Exercises to complete -
**1.** For the passage on adaptive challenges, answer yes or no to whether each statement agrees with it, and quote the words from the passage that decide it. (a) The theory names two types of challenges. (b) Complexity in pediatric healthcare is going down. (c) The change in the workforce can be undone.
**2.** Write out the passage on adaptive challenges word for word, from "Adaptive Challenges –" up to and including "complement and culture.".

Extract to read -
******************************

Adaptive Challenges – Time for Action

According to Adaptive Leadership theory, there are two types of challenges, technical and adaptive.  Currently we’re facing multiple adaptive challenges in pediatric healthcare.  Complexity, both diagnostic and therapeutic, is increasing.  Expectations, good, bad, and indifferent, of both the consumers and the payers are not only shifting and expanding but increasing in intensity.  Advancements in technology, data analytics, and artificial intelligence are increasingly impacting our business.  Disrupting ways to deliver health care are threatening our current business models.  The economics of health care delivery are evolving into an impossible calculus for these current business models as well.  And most importantly the workforce has irreversibly changed in capacity, context, complement and culture.

******************************

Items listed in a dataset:
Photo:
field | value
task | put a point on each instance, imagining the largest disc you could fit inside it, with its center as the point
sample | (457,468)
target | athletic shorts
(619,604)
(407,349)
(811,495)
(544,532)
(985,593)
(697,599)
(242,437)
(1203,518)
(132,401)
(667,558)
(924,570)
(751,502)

******************************

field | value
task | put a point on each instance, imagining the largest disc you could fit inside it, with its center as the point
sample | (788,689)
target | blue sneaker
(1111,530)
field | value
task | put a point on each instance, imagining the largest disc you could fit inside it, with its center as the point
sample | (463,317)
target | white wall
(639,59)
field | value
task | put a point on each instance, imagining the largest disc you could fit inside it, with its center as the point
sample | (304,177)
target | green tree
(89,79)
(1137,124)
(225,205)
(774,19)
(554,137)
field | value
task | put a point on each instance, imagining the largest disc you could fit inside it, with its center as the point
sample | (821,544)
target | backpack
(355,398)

******************************

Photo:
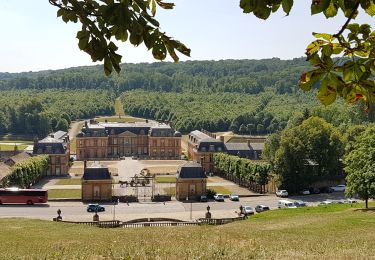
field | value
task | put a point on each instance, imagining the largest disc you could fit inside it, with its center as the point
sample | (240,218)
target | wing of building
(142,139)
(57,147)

******************************

Solutions for each task -
**1.**
(a) Yes: "there are two types of challenges, technical and adaptive."
(b) No: "Complexity, both diagnostic and therapeutic, is increasing."
(c) No: "the workforce has irreversibly changed in capacity, context, complement and culture."

**2.**
Adaptive Challenges – Time for Action

According to Adaptive Leadership theory, there are two types of challenges, technical and adaptive.  Currently we’re facing multiple adaptive challenges in pediatric healthcare.  Complexity, both diagnostic and therapeutic, is increasing.  Expectations, good, bad, and indifferent, of both the consumers and the payers are not only shifting and expanding but increasing in intensity.  Advancements in technology, data analytics, and artificial intelligence are increasingly impacting our business.  Disrupting ways to deliver health care are threatening our current business models.  The economics of health care delivery are evolving into an impossible calculus for these current business models as well.  And most importantly the workforce has irreversibly changed in capacity, context, complement and culture.